~ Bethany Wellerd
A couple of weeks ago I went along to ‘The Shape of Fashion’, an event hosted by Beat and ASOS at ASOS’s swanky head office in Camden. The event featured four panellists, all talking about the relationship between fashion, body image and eating disorders from different perspectives. This included two ladies who had experienced eating disorders, one of whom had been a model from the age of 15, and two other speakers who provided a fashion and media perspective.
So many interesting points were made both from the panel and from the debate that followed. Right at the beginning of the evening, Susan Ringwood introduced the discussion by saying it was their belief that “fashion doesn’t cause eating disorders any more than families do”, recognising the fact that while we can talk about how factors such as the fashion industry can be implicated in eating disorders, naming one variable as the sole cause of any mental health issue is fruitless. However, that doesn’t mean we shouldn’t talk about the role fashion can play in shaping our perception of body image, and how fashion can use this power to improve the way we all look at ourselves.
There was one point that came up time and time again, especially directed at Sophie Glover, a representative of ASOS. Sophie works as a garment technologist, which means that she works within the technical team, looking at how ASOS’s garments fit their customers. The issue which was directed at Sophie was the idea of diversity in fashion – what are companies like ASOS doing to represent all of us, not just a small subsection of us? Sophie argued that because ASOS stocks a whole range of sizes, they really represent all women, of all shapes and sizes, and they promote the idea of fitting their clothes to the customers, not making customers fit their clothes.
This all sounds great, but something which the audience reflected back in reaction to this was the idea that while companies like ASOS might stock a wide range of sizes to reflect the diversity seen in the population, when you look at the websites selling these clothes, in fashion magazines, in your high street shop window, this diversity just isn’t there. They seem to be hiding away this wide range of sizes and only showing you a certain shape of women wearing these clothes. Sophie pointed out that the models are reflective of their most popular selling size, but this was countered with the argument that perhaps if the models wearing ASOS’s clothes were the average size of women in the UK, then maybe this would be the most popular selling size.

+++++

Study questions:
1) Using the post about "The Shape of Fashion" event, say whether each statement agrees with it. Answer yes or no for each, and quote the deciding words. (a) The event took place at ASOS's head office in Camden. (b) Sophie Glover works for ASOS as a model. (c) Five panellists spoke at the event.
2) Copy everything in the post about "The Shape of Fashion" event from "This all sounds" down to "popular selling size.", word for word.
The items are separate material with no connection to the post about the fashion event.

+++++

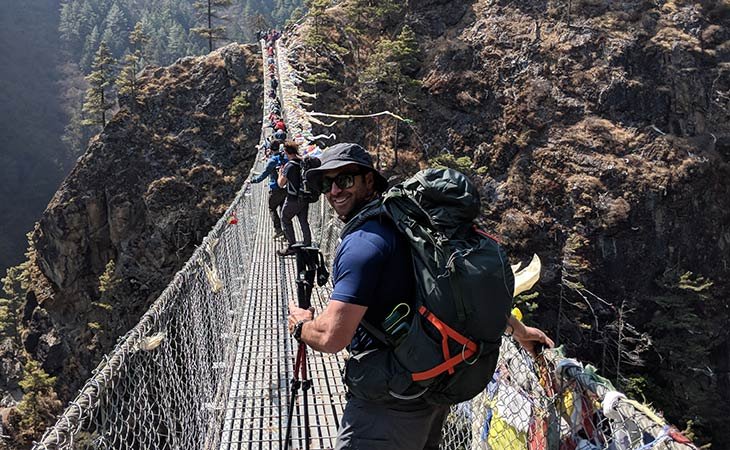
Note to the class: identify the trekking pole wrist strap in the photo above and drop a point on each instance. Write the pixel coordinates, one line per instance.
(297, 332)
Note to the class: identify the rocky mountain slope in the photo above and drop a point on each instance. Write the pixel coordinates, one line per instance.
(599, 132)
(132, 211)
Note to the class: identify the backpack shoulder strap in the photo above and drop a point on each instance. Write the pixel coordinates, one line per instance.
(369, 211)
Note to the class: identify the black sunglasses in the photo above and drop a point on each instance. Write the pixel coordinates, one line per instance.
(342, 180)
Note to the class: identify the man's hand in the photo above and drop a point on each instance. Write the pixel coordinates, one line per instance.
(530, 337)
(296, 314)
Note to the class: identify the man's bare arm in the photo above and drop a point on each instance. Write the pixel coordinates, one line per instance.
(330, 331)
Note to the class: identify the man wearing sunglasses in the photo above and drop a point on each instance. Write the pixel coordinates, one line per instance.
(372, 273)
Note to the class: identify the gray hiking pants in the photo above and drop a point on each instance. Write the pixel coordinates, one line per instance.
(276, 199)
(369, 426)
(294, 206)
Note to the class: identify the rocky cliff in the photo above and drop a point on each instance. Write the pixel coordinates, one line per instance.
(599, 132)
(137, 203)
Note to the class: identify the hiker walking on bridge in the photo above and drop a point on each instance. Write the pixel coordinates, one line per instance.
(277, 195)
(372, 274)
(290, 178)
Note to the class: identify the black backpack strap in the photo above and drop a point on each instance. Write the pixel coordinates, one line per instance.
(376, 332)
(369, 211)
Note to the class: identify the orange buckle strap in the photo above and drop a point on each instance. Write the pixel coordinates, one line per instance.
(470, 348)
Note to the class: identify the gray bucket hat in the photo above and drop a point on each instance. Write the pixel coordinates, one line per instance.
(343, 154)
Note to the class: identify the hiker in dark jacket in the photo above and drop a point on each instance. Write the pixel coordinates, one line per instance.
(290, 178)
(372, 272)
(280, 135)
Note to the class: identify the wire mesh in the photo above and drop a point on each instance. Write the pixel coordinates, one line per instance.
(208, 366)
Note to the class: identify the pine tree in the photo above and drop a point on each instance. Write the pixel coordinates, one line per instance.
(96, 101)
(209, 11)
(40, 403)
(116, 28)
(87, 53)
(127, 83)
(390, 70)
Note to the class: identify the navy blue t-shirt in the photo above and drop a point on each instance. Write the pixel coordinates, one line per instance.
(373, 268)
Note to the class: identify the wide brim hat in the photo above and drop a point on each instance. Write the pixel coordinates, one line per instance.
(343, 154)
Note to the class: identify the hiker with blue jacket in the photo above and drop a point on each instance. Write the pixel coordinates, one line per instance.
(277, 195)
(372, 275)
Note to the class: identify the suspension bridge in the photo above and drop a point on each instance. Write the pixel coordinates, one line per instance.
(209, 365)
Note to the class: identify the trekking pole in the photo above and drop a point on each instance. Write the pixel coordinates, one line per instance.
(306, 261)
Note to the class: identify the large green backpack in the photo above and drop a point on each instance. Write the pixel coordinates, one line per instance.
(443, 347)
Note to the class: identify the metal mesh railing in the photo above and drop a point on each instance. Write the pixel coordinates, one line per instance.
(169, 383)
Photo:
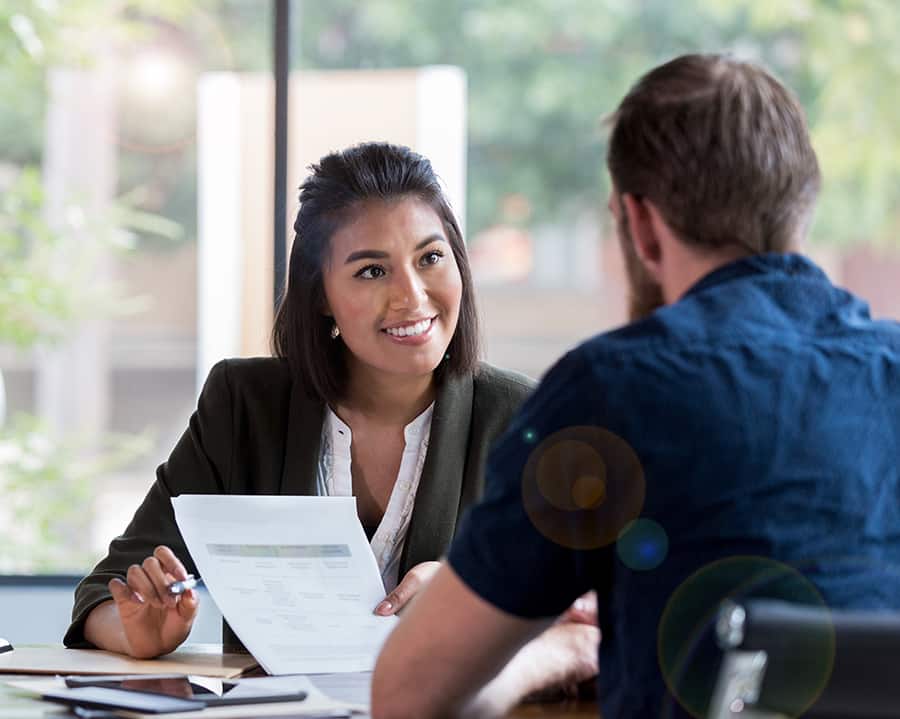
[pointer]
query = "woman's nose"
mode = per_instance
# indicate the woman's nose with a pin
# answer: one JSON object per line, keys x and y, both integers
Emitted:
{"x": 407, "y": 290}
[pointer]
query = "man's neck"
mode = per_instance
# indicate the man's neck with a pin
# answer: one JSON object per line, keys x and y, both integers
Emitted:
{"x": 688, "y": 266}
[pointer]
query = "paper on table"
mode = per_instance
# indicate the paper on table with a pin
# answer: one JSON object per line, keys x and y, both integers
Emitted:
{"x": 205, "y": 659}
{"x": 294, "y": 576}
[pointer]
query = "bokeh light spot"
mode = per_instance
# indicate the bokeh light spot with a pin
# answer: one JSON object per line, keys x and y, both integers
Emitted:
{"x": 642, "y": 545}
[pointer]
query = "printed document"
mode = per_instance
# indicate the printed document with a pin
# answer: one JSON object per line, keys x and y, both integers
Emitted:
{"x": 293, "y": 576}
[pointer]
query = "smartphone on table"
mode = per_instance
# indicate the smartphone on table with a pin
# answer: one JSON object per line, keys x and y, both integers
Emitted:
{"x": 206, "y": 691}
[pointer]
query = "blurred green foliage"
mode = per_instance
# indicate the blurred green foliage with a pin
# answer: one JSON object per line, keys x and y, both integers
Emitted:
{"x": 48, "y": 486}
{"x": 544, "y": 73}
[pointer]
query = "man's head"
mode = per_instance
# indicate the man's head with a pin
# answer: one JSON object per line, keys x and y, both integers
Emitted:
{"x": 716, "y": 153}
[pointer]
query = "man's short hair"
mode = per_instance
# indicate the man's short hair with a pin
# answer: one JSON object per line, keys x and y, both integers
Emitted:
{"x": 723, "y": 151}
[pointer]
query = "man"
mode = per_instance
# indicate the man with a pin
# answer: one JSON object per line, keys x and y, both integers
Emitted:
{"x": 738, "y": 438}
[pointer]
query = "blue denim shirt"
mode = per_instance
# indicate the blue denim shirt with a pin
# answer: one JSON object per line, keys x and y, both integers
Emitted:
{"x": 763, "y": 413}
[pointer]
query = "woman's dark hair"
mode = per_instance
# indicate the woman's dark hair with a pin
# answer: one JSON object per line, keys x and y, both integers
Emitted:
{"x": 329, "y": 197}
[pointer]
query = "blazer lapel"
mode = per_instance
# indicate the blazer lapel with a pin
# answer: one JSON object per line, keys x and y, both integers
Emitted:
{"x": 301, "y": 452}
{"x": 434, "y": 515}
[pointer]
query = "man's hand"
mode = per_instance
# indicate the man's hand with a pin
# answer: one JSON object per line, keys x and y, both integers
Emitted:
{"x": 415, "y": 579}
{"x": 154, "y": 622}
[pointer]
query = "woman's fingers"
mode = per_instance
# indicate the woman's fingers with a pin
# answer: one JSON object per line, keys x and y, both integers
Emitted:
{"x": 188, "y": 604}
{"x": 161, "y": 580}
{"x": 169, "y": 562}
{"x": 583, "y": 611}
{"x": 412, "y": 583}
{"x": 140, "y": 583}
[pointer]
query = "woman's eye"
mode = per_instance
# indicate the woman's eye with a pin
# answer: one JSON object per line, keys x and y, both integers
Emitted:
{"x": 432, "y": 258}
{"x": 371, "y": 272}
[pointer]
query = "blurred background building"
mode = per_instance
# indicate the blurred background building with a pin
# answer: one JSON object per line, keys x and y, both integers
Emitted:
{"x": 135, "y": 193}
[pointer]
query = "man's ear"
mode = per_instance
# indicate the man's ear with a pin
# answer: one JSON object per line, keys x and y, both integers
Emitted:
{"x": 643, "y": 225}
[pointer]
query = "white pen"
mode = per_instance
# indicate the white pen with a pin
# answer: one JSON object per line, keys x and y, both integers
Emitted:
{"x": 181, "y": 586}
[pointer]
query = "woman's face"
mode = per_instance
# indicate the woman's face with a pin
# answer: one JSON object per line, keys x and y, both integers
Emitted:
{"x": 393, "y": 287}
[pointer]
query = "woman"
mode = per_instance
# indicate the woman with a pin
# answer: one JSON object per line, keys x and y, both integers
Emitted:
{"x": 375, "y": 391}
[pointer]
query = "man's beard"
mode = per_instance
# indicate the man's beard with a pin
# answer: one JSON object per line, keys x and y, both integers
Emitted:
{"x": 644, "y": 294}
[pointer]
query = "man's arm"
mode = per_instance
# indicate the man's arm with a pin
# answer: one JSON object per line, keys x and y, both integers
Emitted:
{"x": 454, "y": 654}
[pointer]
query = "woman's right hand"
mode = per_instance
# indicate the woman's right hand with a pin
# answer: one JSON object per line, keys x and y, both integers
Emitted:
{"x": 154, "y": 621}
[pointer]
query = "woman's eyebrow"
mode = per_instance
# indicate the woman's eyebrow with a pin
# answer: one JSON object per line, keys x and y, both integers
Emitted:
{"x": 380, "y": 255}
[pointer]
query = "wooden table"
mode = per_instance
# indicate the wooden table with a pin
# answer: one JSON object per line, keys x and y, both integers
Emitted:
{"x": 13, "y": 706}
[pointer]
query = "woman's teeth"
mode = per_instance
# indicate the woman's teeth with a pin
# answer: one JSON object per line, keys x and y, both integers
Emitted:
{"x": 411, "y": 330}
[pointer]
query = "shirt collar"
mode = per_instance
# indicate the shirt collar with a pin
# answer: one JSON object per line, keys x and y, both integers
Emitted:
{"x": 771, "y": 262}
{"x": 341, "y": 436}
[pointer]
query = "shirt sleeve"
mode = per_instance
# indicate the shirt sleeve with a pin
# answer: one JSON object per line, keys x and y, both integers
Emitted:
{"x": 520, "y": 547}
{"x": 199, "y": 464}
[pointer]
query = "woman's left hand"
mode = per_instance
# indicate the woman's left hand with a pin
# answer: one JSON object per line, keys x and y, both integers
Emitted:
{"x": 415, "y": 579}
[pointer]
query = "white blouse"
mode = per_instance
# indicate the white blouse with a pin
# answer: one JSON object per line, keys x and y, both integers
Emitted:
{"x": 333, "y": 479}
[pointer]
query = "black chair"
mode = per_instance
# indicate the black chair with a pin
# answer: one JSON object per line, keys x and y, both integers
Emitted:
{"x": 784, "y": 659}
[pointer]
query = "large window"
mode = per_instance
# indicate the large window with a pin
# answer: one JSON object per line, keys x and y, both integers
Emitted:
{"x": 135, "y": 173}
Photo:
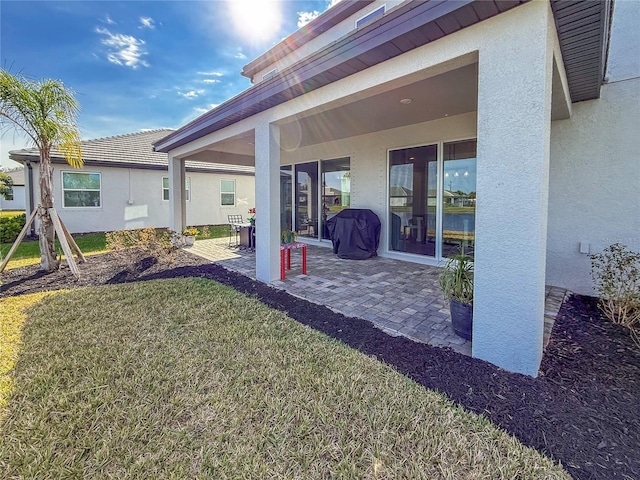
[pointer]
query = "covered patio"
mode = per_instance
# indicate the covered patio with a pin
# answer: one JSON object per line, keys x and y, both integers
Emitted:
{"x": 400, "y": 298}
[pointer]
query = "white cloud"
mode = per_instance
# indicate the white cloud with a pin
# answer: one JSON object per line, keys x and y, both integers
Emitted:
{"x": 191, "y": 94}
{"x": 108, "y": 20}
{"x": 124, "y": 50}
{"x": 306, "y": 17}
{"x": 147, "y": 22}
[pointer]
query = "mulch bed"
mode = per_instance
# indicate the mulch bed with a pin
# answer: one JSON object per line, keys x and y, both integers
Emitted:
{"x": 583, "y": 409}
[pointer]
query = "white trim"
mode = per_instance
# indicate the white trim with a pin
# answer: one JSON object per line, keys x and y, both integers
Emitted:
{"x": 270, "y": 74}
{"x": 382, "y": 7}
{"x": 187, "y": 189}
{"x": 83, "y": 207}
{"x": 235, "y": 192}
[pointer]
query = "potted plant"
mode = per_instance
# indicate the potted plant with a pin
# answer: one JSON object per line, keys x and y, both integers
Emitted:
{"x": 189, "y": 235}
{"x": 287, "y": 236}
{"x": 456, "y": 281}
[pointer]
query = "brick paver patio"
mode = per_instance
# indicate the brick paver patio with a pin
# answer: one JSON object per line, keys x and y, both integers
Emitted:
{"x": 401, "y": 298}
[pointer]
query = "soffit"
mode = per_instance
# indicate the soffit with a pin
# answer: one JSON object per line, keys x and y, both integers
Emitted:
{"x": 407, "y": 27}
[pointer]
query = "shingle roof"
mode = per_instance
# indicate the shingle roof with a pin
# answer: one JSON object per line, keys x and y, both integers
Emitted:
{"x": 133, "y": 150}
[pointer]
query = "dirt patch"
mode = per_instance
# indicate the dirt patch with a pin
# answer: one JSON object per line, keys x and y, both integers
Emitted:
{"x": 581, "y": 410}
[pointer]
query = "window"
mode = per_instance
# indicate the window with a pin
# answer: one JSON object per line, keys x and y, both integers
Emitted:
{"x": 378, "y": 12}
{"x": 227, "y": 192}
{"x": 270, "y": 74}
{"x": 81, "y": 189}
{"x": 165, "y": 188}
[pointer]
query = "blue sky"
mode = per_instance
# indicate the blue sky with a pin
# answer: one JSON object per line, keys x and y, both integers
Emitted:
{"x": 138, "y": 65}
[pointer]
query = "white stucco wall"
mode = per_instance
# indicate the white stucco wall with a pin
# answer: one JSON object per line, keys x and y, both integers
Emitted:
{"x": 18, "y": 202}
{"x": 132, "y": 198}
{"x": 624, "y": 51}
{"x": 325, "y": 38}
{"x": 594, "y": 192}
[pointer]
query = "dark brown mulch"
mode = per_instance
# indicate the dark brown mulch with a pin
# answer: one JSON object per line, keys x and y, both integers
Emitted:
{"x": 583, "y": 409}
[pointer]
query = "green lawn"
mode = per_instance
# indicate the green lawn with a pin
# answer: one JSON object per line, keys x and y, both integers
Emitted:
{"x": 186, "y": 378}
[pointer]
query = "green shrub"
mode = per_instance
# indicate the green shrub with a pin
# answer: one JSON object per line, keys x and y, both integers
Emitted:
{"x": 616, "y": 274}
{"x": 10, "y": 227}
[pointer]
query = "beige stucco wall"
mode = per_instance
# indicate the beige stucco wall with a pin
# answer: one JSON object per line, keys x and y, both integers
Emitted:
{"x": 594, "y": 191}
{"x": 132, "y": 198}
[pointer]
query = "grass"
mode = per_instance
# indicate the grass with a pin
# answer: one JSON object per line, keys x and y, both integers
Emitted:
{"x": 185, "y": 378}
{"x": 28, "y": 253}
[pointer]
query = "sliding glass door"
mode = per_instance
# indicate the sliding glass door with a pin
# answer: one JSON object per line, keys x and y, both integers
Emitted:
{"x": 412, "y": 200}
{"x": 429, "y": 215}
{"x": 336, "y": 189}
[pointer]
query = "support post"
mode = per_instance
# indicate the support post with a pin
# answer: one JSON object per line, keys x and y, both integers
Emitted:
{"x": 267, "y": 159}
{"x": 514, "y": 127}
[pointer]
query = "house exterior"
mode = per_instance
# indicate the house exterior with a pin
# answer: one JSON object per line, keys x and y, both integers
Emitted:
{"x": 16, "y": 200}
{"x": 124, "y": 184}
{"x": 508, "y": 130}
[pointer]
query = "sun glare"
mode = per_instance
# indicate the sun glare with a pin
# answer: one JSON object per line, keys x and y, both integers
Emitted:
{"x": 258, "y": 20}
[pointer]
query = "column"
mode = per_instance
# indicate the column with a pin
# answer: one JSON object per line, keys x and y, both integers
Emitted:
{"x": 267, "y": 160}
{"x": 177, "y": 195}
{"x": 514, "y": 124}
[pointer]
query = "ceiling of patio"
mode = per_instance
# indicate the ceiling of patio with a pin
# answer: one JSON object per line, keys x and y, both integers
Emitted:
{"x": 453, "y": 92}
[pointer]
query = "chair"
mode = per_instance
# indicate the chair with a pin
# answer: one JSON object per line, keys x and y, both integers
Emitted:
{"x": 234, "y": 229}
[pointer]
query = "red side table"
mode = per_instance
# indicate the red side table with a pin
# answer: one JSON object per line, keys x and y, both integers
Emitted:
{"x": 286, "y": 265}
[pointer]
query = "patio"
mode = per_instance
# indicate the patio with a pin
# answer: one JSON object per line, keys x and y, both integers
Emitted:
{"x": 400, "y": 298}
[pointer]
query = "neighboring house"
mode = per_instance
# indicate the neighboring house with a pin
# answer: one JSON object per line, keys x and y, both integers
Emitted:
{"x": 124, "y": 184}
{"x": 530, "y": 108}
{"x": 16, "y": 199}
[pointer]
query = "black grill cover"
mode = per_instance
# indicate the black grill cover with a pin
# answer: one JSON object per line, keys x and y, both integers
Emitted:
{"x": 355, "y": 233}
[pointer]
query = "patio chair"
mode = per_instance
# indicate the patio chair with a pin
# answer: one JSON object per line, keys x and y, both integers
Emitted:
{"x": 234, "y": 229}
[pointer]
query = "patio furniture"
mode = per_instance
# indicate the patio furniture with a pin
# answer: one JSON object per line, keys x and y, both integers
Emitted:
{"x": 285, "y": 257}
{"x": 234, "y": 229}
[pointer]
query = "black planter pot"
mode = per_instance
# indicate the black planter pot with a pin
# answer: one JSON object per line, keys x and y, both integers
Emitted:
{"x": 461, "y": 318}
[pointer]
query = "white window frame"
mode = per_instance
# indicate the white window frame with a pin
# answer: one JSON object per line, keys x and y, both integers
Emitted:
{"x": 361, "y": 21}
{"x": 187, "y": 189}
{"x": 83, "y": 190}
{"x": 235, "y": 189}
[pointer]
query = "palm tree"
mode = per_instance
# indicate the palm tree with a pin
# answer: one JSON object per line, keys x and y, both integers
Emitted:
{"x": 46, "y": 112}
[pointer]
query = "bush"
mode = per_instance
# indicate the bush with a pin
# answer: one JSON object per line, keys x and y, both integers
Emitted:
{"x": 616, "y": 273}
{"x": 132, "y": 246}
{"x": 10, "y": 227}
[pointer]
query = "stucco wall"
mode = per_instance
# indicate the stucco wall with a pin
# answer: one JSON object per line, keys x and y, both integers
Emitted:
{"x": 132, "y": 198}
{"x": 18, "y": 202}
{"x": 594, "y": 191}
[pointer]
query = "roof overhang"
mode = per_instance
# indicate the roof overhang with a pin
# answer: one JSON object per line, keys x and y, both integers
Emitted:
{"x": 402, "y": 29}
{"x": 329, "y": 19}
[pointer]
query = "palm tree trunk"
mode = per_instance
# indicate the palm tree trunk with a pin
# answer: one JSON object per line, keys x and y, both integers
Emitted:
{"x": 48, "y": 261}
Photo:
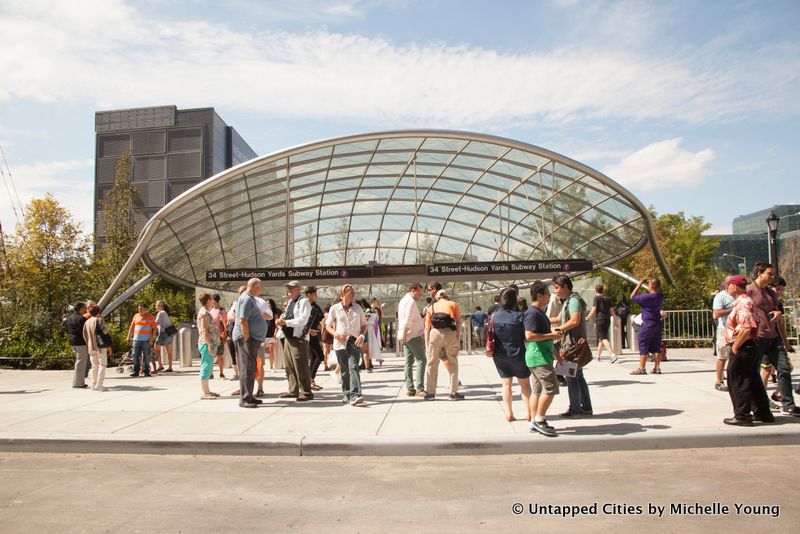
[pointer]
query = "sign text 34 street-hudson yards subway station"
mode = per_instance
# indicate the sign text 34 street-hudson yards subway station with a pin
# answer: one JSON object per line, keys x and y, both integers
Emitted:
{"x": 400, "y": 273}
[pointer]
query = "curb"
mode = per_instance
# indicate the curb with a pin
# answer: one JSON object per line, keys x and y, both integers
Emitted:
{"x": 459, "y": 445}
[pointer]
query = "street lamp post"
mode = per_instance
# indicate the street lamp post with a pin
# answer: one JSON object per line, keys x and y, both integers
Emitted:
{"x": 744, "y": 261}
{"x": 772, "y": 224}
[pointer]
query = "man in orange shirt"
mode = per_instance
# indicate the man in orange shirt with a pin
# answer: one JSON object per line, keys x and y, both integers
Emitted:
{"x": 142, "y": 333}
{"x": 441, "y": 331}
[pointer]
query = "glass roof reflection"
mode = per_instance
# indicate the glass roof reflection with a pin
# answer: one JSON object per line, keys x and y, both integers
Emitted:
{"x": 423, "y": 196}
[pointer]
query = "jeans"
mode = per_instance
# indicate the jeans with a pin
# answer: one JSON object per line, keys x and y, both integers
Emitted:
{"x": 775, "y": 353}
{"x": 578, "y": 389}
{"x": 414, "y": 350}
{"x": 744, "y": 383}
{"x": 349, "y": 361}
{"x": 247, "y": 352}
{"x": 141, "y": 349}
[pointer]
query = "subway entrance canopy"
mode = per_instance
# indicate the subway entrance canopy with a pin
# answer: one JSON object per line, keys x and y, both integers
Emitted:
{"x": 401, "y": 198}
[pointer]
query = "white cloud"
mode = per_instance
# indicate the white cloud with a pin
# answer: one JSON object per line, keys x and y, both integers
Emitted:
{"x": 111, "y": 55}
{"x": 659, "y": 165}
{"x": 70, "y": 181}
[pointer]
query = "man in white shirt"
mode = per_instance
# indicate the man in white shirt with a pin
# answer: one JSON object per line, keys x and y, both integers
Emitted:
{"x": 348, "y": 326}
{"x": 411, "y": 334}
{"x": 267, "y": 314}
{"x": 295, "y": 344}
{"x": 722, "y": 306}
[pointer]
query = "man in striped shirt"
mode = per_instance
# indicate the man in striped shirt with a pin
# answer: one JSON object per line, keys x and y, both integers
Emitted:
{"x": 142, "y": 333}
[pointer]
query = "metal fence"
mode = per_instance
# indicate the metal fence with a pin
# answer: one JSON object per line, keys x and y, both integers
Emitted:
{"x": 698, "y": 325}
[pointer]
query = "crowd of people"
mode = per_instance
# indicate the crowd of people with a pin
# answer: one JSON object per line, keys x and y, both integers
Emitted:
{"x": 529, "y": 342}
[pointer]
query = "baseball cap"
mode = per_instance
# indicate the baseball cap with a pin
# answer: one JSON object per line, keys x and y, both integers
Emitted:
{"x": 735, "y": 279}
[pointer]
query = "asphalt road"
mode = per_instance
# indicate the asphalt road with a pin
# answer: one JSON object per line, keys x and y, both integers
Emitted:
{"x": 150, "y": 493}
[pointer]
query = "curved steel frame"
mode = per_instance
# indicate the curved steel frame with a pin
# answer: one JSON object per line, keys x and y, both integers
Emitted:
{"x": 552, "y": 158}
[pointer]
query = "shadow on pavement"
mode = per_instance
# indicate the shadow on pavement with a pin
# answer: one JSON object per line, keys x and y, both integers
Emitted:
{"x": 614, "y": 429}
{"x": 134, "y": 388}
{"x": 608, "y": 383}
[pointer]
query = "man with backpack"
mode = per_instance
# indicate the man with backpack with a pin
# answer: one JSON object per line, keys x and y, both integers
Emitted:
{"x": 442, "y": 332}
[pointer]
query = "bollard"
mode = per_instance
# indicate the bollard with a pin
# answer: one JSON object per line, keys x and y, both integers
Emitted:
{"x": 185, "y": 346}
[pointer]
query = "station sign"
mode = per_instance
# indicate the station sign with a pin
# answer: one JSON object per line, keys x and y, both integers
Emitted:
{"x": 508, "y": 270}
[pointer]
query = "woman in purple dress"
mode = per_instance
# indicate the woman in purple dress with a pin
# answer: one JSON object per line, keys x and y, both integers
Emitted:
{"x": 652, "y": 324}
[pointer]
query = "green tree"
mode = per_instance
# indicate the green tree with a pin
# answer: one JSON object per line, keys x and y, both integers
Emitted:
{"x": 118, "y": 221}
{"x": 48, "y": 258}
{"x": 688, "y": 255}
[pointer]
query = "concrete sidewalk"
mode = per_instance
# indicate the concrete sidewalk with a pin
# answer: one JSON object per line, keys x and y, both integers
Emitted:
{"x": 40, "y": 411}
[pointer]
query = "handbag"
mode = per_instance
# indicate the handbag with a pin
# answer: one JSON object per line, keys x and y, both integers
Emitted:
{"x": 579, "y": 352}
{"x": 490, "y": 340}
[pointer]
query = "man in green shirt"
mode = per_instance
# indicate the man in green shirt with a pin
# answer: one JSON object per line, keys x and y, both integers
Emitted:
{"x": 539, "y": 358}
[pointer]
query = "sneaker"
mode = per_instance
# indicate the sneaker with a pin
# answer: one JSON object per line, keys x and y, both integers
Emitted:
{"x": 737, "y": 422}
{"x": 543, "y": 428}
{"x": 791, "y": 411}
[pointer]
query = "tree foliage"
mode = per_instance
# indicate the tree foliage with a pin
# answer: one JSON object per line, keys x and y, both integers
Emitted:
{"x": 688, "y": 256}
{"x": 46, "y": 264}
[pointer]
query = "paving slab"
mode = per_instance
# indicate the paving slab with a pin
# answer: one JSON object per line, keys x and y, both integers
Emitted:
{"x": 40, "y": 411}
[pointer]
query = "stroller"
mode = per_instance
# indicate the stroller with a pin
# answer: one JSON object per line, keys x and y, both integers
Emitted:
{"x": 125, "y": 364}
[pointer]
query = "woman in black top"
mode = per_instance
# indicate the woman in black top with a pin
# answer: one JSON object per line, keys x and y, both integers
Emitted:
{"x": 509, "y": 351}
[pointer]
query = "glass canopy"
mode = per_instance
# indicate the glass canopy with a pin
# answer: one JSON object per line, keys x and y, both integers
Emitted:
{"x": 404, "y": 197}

+++++

Answers given:
1)
(a) Yes: "at ASOS’s swanky head office in Camden"
(b) No: "Sophie works as a garment technologist"
(c) No: "The event featured four panellists"

2)
This all sounds great, but something which the audience reflected back in reaction to this was the idea that while companies like ASOS might stock a wide range of sizes to reflect the diversity seen in the population, when you look at the websites selling these clothes, in fashion magazines, in your high street shop window, this diversity just isn’t there. They seem to be hiding away this wide range of sizes and only showing you a certain shape of women wearing these clothes. Sophie pointed out that the models are reflective of their most popular selling size, but this was countered with the argument that perhaps if the models wearing ASOS’s clothes were the average size of women in the UK, then maybe this would be the most popular selling size.